> [TEXT UNDER STUDY]:
********************

The paper, titled "E.T. Bench: Towards Open-Ended Event-Level Video-Language Understanding," introduces a novel benchmarking framework designed to evaluate Video-LLMs at a fine-grained event level, beyond conventional video-level assessments. E.T. Bench serves as a comprehensive benchmark employing a robust three-level task taxonomy characterized by 12 distinct tasks and incorporating a diverse video set with a length of 251.4 hours sourced from 8 domains.
Key insights from the benchmark:
- Scope and Structure of the Benchmark:
- Events and Domains: E.T. Bench evaluates 7.3K samples across 7K videos distributed among 8 distinct domains.
- Tasks and Capabilities: The 12 tasks are centered on 4 core capabilities necessary for precise time-sensitive video understanding—referring, grounding, dense captioning, and complex contextual comprehension.
- Evaluation and Baseline Model:
- The benchmark highlights that existing state-of-the-art Video-LLMs, despite their prowess in video-level understanding, struggle significantly in tasks demanding fine-grained temporal and event localization due to issues such as inadequate video context length and ineffective temporal representation.

********************

> [SUPPLIED DATA]:
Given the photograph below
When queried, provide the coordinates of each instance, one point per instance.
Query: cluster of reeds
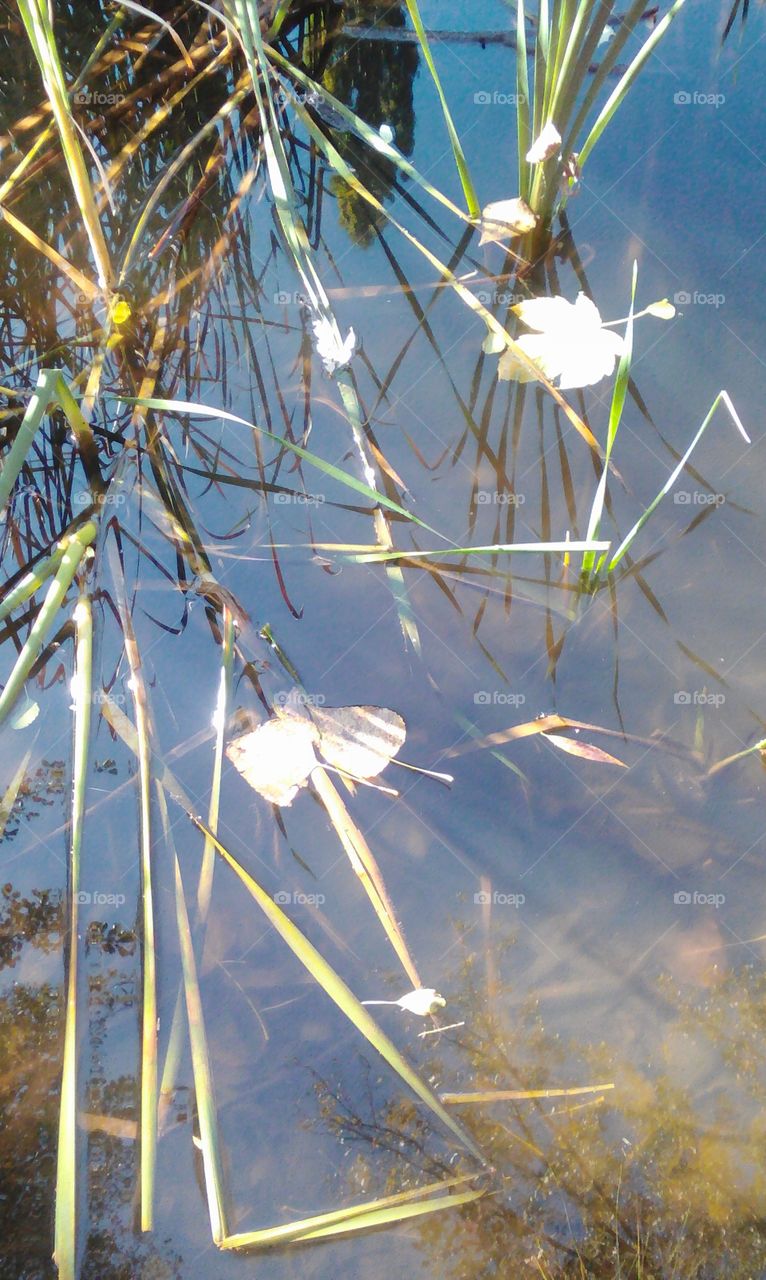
(119, 401)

********************

> [TRY IT]:
Please transcribe the E.T. Bench text word for word, starting at "- Tasks and" and ending at "complex contextual comprehension.". The data is separate material with no connection to the E.T. Bench text.

> [FINAL ANSWER]:
- Tasks and Capabilities: The 12 tasks are centered on 4 core capabilities necessary for precise time-sensitive video understanding—referring, grounding, dense captioning, and complex contextual comprehension.